### Excerpt provided
Get good gloves and other protective gear, if you do a lot you will need protection from the UV (sunburn) and well as heat and sparks.

Get comfortable, it is hard to weld if you are straining to stay steady, perhaps even arrange an armrest or a rail you can slide your arm along to remain steady. Use both hands if possible. Think about it like you are writing – small writing at arms length without support is hard to do. I've welded in all sort of positions, on ladders, laying on the ground etc – it worked but it wasn't as tidy.

Make sure the polarity is correct. I've been caught a few times with this. Most MIGs I've seen let you choose the polarity of the tip (ie positive or negative). This has to be tip negative for MOG and positive for MIG/MAG.

Nothing kinky. It is easy to get the wire tangled up when replacing spools. If you try to untangle it you are likely to be left with some kinks in the wire. These kinks are likely to get jammed in the tip.

If you can't make it work try to have someone experienced test your setup. When Phil and I bought the WIA150 second hand we were able to try it out first - all set up for steel. Setting it up for aluminum involve new gas, new wire and new settings. It didn't work, Phil's neighbor was a professional welder and soon noticed we had the wrong sized tip fitted. Having someone set the gear up and test it will help identify where the problems are. Is it you, is the welder, is it the setup or the material you are trying to weld?
######
### Information shown
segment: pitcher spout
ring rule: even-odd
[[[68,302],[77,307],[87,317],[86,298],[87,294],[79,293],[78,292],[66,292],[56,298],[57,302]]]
######
**What to work on**
1. Reproduce the welding tips from "If you can't" to "trying to weld?".
2. Translate this sentence from the welding tips into Spanish: "It is easy to get the wire tangled up when replacing spools."
3. According to the welding tips, what fault did Phil's neighbor notice when the welder would not work with aluminum?

**Full answers**
1.
If you can't make it work try to have someone experienced test your setup. When Phil and I bought the WIA150 second hand we were able to try it out first - all set up for steel. Setting it up for aluminum involve new gas, new wire and new settings. It didn't work, Phil's neighbor was a professional welder and soon noticed we had the wrong sized tip fitted. Having someone set the gear up and test it will help identify where the problems are. Is it you, is the welder, is it the setup or the material you are trying to weld?

2. Es fácil que el alambre se enrede al cambiar los carretes.

3. A tip of the wrong size had been fitted.